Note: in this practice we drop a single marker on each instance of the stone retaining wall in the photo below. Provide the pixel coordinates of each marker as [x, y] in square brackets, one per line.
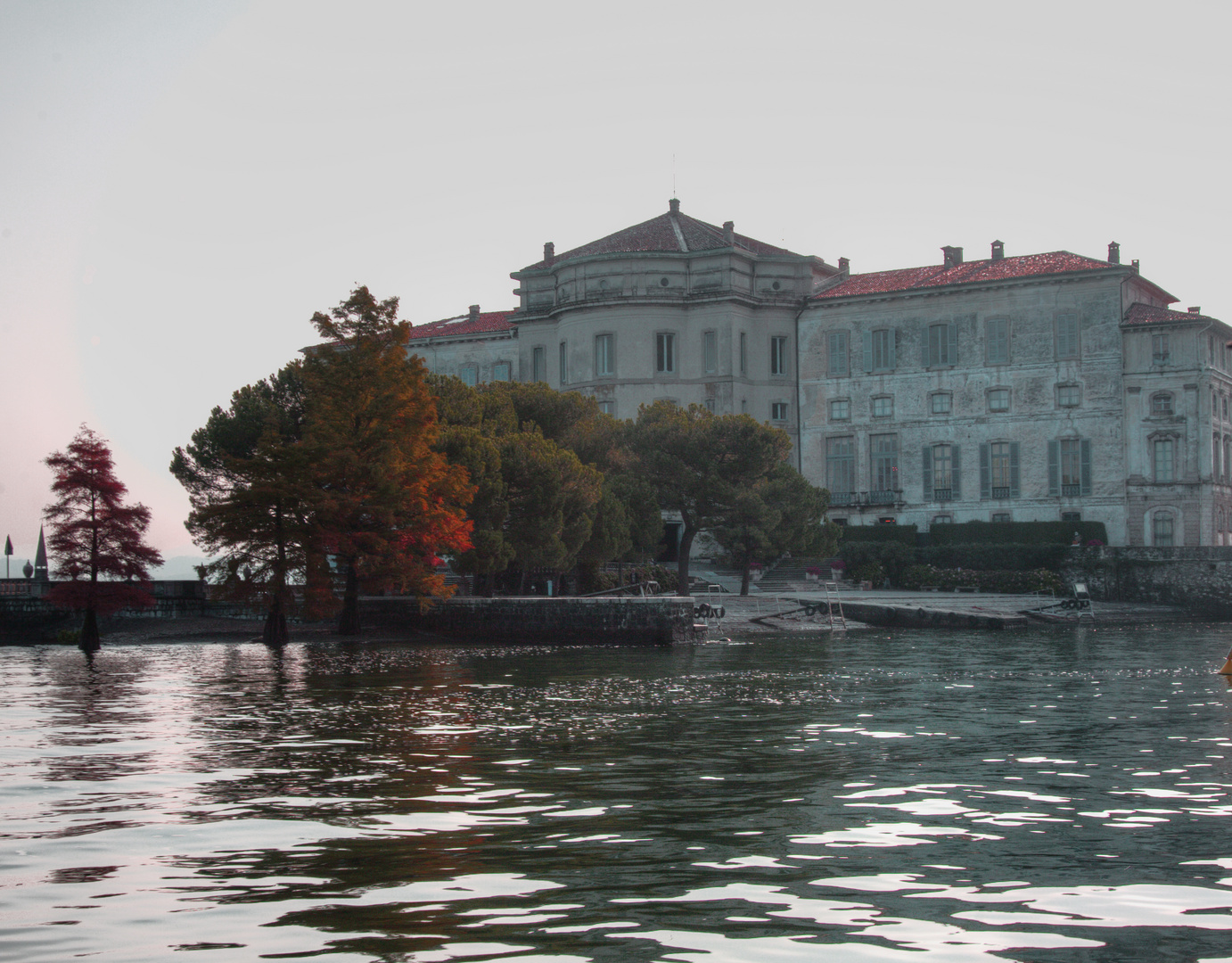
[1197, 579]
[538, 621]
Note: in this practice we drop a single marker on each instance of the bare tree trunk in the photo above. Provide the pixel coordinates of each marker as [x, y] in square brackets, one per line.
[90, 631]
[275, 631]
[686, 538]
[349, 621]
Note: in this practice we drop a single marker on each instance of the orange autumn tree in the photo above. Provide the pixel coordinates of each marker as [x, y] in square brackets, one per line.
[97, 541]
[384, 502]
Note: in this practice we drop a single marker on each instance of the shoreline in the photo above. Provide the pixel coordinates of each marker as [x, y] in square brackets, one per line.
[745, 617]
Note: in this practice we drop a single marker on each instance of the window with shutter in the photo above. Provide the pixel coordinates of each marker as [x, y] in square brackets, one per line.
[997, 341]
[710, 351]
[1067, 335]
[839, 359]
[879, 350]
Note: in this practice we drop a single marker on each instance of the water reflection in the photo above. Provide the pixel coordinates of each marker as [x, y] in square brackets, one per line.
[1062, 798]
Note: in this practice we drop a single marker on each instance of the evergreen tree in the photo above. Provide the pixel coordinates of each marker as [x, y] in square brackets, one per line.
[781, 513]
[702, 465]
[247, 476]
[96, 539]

WHAT YOU HAVE TO DO =>
Reproduce every item above line by line, keeping each instruction unchanged while offsetting both the x and y values of every answer coordinate by -43. Leave the picture out.

WRITTEN ANSWER =>
Note: in this practice we drop a single marker on each instance of the stone retaining wall in the photo below. Provide the pixel coordinates of each marker as [x, y] in square brackets, one per line.
[1154, 536]
[495, 578]
Note: in this practice we drop a single marker on each instance of the bare tree trunk in the photo above. Provide the pixel coordinates of each marker as [x, y] in square brackets, one per line.
[47, 588]
[232, 588]
[643, 495]
[306, 578]
Note: in this practice we drop a single marker on each instance of the orange autumn tree in the photo above. Provide the pixel coordinates of each marker as [x, y] in square brackets, one per line.
[54, 498]
[341, 459]
Note: in this practice we drop a single marker on each instance of the shoreline in the photo above. Provide the pixel coordinates of each marker as [x, y] in square brackets, one per line.
[702, 574]
Note: in this practice we drop a single marker on each instance of the window with shutter in the photo above. Provide the pixel coordinates of each marker as [x, y] in square brackets, one per line.
[954, 298]
[667, 308]
[1024, 292]
[796, 316]
[836, 307]
Note: in this practice we drop a single marker on each instance of the water reflection in the photo above. Provide the pixel coordinates of each marker as [x, y] in square brackets, one per line.
[1019, 755]
Note: in this practice we drop a single marker on each instance of the evergreen tree in the photo above. Provide the pixel coordinates of each marker as [x, y] in square brackets, one per line.
[738, 470]
[659, 422]
[204, 433]
[53, 496]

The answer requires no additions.